• ZADANIA:
A - Ustal, czy poniższe stwierdzenia są zgodne z tekstem o nielegalnym handlu, i przy każdym odpowiedz „tak” lub „nie”, przytaczając dosłownie rozstrzygający fragment tekstu: (i) Podrabiane towary kupuje ponad 40 proc. konsumentów na świecie. (ii) W 2022 roku szara strefa w Polsce stanowiła 25 proc. transakcji handlowych. (iii) Tegoroczna edycja szczytu była poświęcona sytuacji w krajach Europy Zachodniej.
B - Dopisz dalszy ciąg tekstu o nielegalnym handlu, zaczynając od miejsca, w którym się kończy.

• TEKST ŹRÓDŁOWY:
Podrabiane lekarstwa, ubrania, perfumy, papierosy kupuje w skali całego świata ponad 40 proc. konsumentów, a ponad 16 proc. robi to często. Nielegalny przepływ towarów stanowi ok. 3 proc. globalnego PKB i generuje łącznie 40 bln dolarów strat dla krajowych gospodarek - wskazywali uczestnicy Światowego Szczytu o Nielegalnym Handlu w Warszawie.
Podczas dyskusji podkreślono, że szara strefa to nie tylko spotykany od czasu do czasu przez nas na ulicy sprzedawca podrabianych i przemycanych towarów. To przede wszystkim masowy nielegalny handel, który generuje problemy finansowe dla budżetów państw i legalnego biznesu, zagraża zdrowiu publicznemu oraz sprzyja rozwijaniu grupy przestępczych i organizacji terrorystycznych.
Eksperci zaproszeni na VI Światowy Szczyt o Nielegalnym Handlu - którego tegoroczna edycja poświęcona była sytuacji w krajach Europy Środkowej i Wschodniej - podkreślali, że nielegalny handel dotyczy ekonomii państwa (w kwestii np. ściągalności podatków), ale ma również niszczący wpływ na legalny biznes, który przegrywa w konkurencji z przestępcami.
„Każdy procent dla nielegalnego handlu oznacza mniej inwestycji, mniej nowych miejsc pracy” - podkreślił Aleksander Kryvosheyev, wiceprezes ds. korporacyjnych w Japan Tobacco International.
W opinii ekspertów pandemia, zaburzenia w światowych łańcuchach dostaw, wojna w Ukrainie, a także skokowy rozwój sektora e-commerce sprawiły, że szara strefa ma się lepiej niż kiedykolwiek i zasięg nielegalnego handlu rośnie. Rosną też związane z nim zagrożenia - np. dla zdrowia publicznego: w wyniku kupowania nielegalnych wyrobów medycznych czy używek.
W Polsce szara strefa w 2022 roku stanowiła 18 proc. transakcji handlowych, co w liczbach bezwzględnych oznacza 600 mld zł.
Produkcja, dystrybucja i sprzedaż nielegalnych towarów zwiększa również popyt na pracę przymusową i przyczynia się do łamania praw człowieka. Przestępcy wykorzystują mężczyzn, kobiety i dzieci dla zysku, nie zważając na ich prawa i dobro.

• PRZEKAZANE POZYCJE:
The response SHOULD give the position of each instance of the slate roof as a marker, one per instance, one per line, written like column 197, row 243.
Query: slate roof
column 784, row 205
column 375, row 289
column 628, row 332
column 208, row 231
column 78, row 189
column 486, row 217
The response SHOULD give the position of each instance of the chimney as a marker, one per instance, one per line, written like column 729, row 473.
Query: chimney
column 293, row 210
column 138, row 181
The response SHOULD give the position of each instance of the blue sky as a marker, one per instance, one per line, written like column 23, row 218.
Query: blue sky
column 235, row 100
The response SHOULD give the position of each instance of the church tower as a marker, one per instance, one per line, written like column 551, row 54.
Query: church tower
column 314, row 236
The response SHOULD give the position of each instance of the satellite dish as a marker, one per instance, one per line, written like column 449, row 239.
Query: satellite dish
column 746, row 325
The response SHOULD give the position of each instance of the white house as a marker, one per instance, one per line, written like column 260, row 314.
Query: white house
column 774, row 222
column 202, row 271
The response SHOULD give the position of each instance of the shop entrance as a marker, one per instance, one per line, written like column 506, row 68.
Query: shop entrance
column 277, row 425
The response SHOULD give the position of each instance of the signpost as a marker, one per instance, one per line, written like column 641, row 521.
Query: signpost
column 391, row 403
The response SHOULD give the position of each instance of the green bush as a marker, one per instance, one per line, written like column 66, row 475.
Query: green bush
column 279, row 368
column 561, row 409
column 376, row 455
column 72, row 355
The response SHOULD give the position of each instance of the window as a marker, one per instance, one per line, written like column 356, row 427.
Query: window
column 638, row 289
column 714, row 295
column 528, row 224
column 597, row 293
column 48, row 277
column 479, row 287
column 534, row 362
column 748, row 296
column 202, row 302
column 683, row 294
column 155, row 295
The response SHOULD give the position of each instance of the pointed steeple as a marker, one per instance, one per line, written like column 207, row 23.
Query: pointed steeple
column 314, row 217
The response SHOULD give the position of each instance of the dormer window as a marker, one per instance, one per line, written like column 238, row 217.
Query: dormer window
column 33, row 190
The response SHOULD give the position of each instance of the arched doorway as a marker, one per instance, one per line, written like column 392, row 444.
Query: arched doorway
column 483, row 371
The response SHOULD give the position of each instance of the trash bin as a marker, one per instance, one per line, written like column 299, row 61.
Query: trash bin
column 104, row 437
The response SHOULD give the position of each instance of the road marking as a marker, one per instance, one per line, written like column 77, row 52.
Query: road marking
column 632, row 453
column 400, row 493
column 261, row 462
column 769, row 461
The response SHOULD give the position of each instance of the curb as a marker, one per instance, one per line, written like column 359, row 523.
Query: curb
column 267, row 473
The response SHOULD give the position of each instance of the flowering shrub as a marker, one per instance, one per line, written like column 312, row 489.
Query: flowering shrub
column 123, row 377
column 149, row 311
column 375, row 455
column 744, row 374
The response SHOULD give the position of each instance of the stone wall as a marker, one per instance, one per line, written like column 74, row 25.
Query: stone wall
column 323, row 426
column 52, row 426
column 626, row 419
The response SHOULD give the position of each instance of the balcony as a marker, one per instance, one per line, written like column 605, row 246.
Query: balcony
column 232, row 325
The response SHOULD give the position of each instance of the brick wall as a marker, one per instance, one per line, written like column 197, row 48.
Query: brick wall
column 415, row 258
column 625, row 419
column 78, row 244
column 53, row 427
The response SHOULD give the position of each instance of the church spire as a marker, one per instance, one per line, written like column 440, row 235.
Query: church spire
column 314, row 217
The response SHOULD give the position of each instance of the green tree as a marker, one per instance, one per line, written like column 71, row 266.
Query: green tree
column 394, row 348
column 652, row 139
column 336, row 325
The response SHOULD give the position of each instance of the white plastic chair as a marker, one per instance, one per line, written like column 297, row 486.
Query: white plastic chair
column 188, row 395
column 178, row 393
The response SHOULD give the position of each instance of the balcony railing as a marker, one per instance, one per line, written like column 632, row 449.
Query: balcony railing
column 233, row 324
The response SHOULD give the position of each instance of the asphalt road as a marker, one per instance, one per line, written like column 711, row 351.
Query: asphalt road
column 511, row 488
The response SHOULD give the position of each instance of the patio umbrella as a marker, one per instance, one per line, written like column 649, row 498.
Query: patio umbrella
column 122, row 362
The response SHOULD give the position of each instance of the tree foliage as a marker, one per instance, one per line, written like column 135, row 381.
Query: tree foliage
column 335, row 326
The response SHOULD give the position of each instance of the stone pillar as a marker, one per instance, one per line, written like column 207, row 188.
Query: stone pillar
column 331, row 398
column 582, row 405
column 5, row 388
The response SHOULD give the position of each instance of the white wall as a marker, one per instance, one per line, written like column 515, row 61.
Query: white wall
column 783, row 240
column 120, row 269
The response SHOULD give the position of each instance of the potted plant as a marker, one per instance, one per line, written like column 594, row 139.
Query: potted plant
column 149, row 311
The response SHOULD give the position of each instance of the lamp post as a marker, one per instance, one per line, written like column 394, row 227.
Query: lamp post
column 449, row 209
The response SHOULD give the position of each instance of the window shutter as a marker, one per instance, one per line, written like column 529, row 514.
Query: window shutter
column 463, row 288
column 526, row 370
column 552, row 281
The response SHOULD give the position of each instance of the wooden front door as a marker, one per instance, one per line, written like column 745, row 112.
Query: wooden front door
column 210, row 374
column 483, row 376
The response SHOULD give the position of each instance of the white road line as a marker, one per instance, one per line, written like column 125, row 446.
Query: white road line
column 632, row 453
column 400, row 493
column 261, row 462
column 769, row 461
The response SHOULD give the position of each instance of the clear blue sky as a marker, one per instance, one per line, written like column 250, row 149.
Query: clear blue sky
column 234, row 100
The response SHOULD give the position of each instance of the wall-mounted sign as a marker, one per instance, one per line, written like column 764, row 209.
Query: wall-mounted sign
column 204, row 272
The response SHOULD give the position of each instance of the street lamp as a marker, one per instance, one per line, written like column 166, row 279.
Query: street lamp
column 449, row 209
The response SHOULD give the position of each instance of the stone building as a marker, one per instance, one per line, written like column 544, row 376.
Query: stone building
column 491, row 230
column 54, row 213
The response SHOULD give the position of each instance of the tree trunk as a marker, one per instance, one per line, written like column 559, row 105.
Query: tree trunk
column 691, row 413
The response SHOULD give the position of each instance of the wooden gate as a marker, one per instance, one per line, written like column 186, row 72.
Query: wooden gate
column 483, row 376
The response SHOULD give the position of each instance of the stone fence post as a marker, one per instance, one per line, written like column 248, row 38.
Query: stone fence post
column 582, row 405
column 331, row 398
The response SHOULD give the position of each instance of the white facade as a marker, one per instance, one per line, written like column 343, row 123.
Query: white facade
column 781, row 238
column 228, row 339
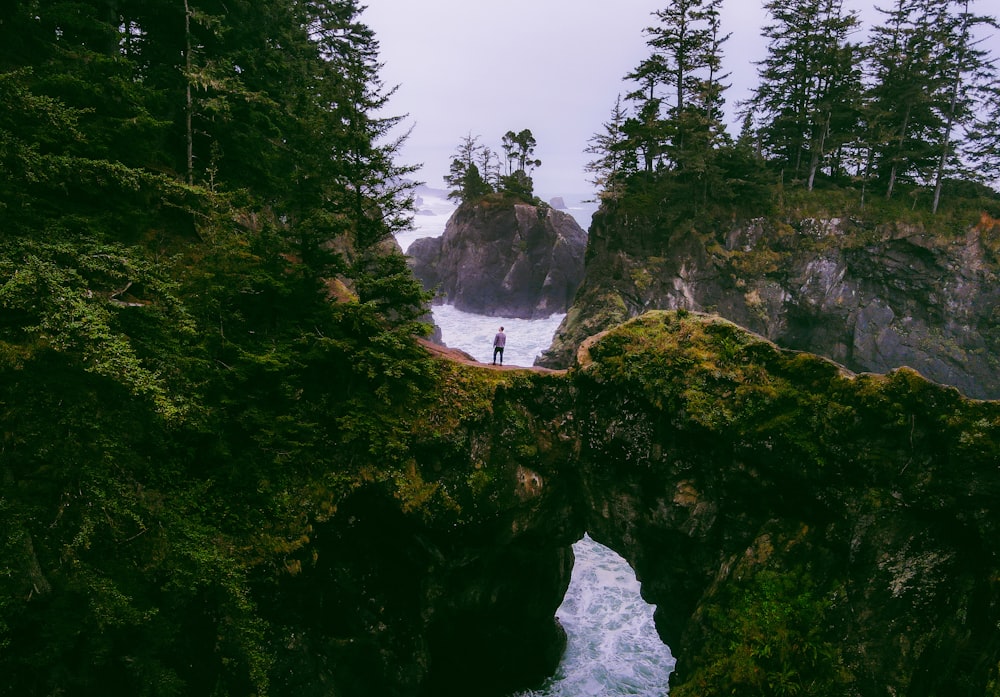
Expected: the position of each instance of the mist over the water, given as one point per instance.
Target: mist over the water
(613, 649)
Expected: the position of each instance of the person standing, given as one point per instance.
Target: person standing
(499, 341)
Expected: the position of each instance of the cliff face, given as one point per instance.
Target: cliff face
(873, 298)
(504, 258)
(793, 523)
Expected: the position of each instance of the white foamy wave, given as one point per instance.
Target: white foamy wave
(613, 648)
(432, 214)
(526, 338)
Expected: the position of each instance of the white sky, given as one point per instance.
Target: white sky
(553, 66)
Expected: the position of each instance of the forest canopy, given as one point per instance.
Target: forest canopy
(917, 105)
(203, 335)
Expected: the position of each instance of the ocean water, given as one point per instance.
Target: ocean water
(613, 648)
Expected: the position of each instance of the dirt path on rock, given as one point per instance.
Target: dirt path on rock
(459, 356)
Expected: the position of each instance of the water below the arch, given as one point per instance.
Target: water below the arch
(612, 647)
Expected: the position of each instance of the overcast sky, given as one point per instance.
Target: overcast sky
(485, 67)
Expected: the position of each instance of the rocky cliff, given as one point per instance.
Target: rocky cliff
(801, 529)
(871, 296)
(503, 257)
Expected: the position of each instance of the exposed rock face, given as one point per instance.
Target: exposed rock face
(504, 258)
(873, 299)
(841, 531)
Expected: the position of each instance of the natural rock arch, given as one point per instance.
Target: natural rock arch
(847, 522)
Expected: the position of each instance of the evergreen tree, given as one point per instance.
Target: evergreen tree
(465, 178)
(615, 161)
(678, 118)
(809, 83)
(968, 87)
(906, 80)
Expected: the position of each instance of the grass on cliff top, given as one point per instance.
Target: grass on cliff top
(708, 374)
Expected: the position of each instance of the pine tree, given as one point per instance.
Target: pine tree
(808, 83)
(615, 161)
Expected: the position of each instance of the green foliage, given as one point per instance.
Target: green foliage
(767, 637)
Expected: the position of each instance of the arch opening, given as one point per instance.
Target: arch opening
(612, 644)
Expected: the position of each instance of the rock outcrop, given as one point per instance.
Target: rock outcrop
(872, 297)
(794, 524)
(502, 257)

• ODPOWIEDZI:
A -
(i) Tak: „Podrabiane lekarstwa, ubrania, perfumy, papierosy kupuje w skali całego świata ponad 40 proc. konsumentów”.
(ii) Nie: „W Polsce szara strefa w 2022 roku stanowiła 18 proc. transakcji handlowych”.
(iii) Nie: „tegoroczna edycja poświęcona była sytuacji w krajach Europy Środkowej i Wschodniej”.

B -
„Nielegalny handel również generuje miejsca pracy, ale one nie są chronione. W czasie pandemii przestępcy przechwycili te strefy gospodarki, w których państwo było nieobecne” - podkreślił Stefano Betti, zastępca dyrektora generalnego Międzynarodowego Sojuszu na rzecz Zwalczania Nielegalnego Handlu.
Nielegalny handel to również problem jutra - przestępcy są inteligentni i dostosowują się do zmieniającego się środowiska regulacyjnego. Sprzyjają im światowe kryzysy - zakłócenia zwiększają liczbę zmiennych w działaniach na rzecz zwalczania nielegalnego handlu. Dlatego zainteresowane strony powinny uprzedzać przyszłe zagrożenia i nimi zarządzać.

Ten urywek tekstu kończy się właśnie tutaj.